→ **Work request**
Copy out, from the data, each line containing the string "wooden".

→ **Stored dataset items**

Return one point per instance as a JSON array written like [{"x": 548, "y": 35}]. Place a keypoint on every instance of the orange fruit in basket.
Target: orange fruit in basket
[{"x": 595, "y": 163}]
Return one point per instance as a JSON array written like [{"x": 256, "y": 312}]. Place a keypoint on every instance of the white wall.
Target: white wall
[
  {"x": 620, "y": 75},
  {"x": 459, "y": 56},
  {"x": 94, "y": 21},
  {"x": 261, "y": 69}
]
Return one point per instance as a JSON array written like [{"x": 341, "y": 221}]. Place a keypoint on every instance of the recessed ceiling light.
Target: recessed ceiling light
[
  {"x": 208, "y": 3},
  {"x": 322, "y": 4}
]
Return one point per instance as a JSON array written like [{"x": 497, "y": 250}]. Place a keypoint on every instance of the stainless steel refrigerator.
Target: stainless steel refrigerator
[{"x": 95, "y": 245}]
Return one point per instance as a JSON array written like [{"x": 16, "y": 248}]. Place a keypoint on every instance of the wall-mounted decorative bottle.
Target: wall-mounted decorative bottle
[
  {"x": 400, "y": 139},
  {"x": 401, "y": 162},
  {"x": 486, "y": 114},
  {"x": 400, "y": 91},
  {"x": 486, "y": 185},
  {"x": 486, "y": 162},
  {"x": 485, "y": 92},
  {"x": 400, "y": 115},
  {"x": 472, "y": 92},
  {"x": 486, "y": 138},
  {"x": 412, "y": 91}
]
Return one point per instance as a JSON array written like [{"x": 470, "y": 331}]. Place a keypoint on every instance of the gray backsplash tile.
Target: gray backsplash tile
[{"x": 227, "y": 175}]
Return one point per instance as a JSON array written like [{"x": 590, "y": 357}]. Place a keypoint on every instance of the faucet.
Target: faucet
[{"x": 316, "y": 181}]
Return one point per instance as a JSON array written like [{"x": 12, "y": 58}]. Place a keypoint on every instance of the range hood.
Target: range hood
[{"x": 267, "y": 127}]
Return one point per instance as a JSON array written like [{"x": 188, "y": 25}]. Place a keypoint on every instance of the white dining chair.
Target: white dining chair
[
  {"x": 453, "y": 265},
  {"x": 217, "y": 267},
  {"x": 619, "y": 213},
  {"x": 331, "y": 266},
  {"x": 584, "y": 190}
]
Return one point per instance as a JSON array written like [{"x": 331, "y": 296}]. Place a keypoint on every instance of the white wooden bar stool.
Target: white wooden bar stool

→ **Response to this exercise**
Return one point per instance as a JSON array written like [{"x": 331, "y": 296}]. Place a keypoint on every instance of the white wooden bar stool.
Target: white wooden bar stool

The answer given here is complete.